--- Start Material supplied ---

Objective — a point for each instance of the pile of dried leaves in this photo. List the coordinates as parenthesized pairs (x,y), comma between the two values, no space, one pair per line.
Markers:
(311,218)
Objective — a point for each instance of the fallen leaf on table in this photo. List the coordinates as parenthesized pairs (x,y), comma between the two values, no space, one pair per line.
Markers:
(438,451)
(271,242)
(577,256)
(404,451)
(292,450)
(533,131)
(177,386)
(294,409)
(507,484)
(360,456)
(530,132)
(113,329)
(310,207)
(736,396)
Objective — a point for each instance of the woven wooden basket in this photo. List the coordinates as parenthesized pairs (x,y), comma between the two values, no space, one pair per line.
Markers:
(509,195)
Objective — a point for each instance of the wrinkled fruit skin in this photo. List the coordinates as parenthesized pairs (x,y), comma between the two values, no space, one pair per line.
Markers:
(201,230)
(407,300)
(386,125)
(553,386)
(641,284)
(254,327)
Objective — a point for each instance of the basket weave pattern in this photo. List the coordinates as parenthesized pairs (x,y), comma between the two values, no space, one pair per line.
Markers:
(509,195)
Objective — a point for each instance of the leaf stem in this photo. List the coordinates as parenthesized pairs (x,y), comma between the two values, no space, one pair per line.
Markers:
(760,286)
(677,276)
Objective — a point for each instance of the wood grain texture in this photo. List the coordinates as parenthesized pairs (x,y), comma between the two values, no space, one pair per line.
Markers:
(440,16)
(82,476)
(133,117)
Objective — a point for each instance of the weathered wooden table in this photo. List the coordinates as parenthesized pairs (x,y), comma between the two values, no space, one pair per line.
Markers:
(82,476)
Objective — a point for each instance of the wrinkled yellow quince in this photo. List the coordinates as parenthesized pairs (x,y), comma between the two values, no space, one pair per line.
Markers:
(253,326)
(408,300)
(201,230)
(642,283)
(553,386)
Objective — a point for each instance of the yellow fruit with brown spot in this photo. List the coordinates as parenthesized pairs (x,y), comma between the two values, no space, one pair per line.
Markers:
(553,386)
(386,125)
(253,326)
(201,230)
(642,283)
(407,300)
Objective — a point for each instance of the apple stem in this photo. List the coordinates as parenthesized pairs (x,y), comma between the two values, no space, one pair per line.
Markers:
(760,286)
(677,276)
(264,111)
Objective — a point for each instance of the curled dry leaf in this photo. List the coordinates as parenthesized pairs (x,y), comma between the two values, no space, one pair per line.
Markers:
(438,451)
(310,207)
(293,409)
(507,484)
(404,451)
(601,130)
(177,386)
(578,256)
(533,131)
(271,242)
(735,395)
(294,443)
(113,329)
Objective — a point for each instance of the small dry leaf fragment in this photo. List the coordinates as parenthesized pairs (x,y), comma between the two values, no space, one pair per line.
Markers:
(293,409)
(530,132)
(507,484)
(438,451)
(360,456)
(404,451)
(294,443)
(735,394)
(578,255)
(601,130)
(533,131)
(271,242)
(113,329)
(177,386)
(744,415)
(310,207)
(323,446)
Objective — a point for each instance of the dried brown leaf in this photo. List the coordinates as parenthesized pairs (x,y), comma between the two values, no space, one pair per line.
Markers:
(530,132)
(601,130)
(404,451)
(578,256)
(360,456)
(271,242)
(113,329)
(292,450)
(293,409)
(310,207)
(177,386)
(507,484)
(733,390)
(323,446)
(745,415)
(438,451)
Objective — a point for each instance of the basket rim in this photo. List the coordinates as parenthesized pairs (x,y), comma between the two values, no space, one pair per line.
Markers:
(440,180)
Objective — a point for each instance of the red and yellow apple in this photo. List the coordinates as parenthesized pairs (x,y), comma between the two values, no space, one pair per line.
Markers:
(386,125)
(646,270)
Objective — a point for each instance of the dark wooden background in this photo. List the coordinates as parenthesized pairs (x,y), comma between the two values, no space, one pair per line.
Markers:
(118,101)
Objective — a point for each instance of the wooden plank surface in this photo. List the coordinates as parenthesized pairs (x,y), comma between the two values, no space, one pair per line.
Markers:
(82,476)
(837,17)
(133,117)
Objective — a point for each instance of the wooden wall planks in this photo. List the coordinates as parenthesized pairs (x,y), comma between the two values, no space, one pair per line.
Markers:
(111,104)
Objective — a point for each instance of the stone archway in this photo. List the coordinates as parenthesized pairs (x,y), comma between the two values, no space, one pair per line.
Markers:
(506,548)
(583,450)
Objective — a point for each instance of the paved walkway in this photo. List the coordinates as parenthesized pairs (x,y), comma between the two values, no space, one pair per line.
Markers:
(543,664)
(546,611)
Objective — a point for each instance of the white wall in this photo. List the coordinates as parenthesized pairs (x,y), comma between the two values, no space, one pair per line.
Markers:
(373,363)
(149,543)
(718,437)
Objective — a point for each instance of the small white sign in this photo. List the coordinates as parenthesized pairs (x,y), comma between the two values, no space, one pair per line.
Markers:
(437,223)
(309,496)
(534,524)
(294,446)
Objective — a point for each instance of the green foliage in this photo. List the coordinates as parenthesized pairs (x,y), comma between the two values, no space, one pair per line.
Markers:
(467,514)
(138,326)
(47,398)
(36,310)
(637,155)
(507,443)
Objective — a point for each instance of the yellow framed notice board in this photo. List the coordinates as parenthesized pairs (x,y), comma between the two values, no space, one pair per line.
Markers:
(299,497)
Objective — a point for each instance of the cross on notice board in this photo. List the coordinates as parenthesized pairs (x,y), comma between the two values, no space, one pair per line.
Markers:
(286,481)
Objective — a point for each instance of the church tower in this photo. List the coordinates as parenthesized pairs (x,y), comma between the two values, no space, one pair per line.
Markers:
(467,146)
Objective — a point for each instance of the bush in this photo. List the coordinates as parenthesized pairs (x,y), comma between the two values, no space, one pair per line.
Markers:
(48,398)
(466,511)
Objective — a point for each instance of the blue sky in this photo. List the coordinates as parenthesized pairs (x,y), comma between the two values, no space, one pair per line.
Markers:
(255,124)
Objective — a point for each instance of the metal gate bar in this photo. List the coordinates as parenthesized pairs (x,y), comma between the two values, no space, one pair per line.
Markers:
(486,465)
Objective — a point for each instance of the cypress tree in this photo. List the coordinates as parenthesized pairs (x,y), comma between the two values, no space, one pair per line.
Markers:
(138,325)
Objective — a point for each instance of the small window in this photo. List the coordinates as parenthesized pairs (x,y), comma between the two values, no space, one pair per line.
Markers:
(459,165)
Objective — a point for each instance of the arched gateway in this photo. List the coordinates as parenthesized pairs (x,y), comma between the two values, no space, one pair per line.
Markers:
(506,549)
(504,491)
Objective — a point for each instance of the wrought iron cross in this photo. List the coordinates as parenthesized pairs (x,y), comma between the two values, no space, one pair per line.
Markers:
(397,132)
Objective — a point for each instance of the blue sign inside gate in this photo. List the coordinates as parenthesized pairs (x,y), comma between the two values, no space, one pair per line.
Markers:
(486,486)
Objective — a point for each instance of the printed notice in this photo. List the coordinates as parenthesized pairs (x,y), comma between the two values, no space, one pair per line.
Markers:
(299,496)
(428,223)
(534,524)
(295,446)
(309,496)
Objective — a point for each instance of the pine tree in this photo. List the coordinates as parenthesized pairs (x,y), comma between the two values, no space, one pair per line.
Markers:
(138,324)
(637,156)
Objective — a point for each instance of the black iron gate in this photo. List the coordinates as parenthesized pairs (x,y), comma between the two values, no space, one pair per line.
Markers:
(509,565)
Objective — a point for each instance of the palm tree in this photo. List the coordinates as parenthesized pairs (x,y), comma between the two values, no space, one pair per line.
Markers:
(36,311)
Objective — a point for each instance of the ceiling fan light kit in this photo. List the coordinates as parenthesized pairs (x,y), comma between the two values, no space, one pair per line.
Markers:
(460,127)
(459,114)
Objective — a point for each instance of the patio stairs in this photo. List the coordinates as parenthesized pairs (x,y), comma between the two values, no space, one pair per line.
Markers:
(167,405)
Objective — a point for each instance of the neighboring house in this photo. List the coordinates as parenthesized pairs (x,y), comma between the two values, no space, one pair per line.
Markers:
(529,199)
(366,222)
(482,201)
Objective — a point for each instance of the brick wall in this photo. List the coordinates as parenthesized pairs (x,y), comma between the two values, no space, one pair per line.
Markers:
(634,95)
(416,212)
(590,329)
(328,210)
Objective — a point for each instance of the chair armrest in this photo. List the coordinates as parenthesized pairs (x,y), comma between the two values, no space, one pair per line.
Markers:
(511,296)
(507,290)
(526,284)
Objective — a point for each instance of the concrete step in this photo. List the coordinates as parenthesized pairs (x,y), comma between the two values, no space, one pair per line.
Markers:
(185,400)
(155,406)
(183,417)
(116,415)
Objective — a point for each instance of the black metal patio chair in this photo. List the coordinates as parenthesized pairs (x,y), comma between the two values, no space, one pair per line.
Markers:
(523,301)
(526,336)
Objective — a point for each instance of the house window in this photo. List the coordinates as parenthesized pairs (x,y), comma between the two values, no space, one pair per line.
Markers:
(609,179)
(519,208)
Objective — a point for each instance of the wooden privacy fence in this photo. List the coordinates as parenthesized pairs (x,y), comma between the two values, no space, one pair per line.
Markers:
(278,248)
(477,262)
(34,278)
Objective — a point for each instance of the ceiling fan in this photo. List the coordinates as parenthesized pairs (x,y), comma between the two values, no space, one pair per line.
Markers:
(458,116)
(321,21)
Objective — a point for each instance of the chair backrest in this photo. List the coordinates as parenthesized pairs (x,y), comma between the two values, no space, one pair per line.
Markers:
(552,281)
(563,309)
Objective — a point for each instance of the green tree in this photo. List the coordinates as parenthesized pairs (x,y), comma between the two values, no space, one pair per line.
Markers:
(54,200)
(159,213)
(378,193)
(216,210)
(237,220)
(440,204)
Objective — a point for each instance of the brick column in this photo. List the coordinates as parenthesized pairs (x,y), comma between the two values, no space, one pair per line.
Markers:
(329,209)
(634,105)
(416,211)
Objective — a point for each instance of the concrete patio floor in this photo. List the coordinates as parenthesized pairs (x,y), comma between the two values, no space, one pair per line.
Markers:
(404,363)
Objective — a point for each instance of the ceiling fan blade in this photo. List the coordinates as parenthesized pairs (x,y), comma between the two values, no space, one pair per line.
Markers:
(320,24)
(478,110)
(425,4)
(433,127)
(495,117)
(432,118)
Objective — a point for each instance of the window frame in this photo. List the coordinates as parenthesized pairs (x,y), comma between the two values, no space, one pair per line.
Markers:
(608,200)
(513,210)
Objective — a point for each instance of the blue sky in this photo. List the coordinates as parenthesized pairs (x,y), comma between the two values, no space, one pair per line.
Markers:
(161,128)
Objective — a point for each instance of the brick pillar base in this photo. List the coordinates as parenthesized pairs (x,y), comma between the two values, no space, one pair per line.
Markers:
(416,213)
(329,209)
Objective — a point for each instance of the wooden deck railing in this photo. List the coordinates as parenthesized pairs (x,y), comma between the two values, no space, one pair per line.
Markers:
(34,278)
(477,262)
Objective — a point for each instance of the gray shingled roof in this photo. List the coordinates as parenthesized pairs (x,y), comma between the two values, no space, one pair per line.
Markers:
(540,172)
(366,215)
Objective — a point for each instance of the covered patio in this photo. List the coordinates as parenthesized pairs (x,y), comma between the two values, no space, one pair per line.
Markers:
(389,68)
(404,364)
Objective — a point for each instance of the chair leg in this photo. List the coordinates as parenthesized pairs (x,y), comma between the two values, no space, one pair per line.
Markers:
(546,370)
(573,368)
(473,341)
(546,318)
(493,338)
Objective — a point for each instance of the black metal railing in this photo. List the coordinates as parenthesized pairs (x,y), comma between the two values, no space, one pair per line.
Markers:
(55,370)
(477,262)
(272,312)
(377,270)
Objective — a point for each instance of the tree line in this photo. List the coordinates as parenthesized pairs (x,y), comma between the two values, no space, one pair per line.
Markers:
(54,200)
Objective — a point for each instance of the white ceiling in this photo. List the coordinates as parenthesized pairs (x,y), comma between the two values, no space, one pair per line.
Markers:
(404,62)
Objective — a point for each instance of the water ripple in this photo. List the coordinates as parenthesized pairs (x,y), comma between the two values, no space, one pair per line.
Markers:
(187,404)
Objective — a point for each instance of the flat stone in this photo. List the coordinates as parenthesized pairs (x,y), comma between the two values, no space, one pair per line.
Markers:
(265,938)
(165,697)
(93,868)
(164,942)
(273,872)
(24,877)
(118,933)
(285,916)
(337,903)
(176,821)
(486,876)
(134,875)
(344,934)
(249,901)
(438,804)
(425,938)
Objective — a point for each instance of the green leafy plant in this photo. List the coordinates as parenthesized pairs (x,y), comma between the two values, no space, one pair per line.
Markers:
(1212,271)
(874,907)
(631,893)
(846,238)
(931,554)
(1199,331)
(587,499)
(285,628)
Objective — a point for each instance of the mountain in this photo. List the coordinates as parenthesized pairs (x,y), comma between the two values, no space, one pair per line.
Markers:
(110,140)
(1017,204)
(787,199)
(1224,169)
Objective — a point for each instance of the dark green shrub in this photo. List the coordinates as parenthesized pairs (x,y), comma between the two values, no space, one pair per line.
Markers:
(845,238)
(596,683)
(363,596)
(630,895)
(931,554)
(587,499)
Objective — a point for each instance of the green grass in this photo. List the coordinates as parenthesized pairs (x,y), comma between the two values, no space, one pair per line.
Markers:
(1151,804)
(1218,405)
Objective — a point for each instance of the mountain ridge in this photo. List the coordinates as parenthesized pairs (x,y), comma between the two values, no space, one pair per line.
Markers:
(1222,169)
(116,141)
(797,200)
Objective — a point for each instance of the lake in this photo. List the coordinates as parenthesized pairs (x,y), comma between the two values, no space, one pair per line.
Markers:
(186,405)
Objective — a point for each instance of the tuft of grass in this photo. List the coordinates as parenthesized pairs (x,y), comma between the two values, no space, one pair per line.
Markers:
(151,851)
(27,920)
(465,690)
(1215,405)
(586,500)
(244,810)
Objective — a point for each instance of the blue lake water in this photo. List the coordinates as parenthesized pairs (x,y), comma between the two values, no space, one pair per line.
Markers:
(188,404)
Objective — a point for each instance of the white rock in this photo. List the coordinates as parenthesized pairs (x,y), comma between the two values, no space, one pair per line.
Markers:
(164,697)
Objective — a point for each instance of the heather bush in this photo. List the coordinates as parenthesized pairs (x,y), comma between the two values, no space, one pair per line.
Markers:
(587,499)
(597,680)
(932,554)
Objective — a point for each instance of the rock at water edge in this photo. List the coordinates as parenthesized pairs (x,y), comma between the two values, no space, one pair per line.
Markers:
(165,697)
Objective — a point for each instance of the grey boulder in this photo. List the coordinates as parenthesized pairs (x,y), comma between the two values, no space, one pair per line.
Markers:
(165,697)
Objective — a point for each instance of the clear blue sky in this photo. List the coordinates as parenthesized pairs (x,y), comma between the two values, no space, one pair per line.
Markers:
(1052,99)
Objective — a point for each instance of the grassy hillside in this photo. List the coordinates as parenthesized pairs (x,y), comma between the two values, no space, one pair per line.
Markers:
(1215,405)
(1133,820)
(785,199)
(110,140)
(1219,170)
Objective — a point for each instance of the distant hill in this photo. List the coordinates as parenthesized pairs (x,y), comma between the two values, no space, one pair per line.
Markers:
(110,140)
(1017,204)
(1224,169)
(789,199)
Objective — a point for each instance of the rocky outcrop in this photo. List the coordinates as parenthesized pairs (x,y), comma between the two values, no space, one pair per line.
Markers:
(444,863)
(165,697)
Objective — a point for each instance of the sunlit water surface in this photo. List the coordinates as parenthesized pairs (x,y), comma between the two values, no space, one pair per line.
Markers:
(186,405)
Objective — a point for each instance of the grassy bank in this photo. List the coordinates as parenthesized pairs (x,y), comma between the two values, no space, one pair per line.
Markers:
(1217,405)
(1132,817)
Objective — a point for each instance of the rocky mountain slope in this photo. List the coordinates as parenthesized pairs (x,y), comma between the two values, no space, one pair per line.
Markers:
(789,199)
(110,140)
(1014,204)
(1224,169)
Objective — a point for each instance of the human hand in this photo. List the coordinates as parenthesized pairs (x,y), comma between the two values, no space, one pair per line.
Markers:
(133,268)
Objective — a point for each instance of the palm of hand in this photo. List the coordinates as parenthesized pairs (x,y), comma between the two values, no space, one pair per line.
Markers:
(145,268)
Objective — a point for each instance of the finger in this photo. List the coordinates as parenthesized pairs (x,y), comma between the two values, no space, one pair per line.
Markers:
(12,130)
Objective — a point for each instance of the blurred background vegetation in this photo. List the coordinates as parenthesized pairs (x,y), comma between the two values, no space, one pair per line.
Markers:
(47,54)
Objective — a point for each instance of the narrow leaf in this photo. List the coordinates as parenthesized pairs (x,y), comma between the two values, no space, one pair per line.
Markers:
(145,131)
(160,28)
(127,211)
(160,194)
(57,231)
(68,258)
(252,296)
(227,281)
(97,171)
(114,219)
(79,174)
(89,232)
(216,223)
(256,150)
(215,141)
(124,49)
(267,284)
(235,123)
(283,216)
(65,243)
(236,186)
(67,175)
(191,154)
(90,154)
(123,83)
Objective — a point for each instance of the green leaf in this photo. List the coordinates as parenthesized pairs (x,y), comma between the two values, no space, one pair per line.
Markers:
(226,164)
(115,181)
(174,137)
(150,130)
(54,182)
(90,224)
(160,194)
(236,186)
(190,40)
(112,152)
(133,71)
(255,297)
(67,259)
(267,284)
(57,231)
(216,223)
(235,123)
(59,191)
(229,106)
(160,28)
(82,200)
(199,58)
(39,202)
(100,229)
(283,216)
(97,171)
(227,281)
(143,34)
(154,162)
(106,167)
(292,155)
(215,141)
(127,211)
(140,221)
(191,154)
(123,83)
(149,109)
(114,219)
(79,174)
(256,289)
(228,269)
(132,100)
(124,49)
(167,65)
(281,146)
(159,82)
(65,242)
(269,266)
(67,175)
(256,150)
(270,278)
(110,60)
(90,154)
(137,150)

--- End Material supplied ---

Swap "Markers" for "Points" and write out again only the lines starting at the one containing "green leaf in" and ending at the end of the data, with nothing else changed.

Objective — a point for each instance of the green leaf in this photo. List the coordinates as parenthesized pairs (x,y), comma between the two values, no space, one pair per line.
Points:
(226,164)
(115,181)
(174,137)
(150,130)
(54,182)
(90,224)
(160,194)
(236,186)
(190,40)
(112,152)
(133,71)
(255,297)
(67,259)
(267,284)
(57,231)
(216,223)
(235,123)
(59,191)
(229,106)
(160,28)
(82,200)
(199,58)
(39,202)
(100,229)
(283,216)
(97,171)
(227,281)
(143,34)
(154,162)
(106,167)
(292,155)
(215,141)
(127,211)
(140,221)
(191,154)
(123,83)
(149,109)
(114,219)
(79,174)
(256,289)
(228,269)
(132,100)
(124,49)
(167,65)
(281,146)
(159,82)
(65,242)
(269,266)
(67,175)
(256,150)
(270,278)
(110,60)
(90,154)
(137,150)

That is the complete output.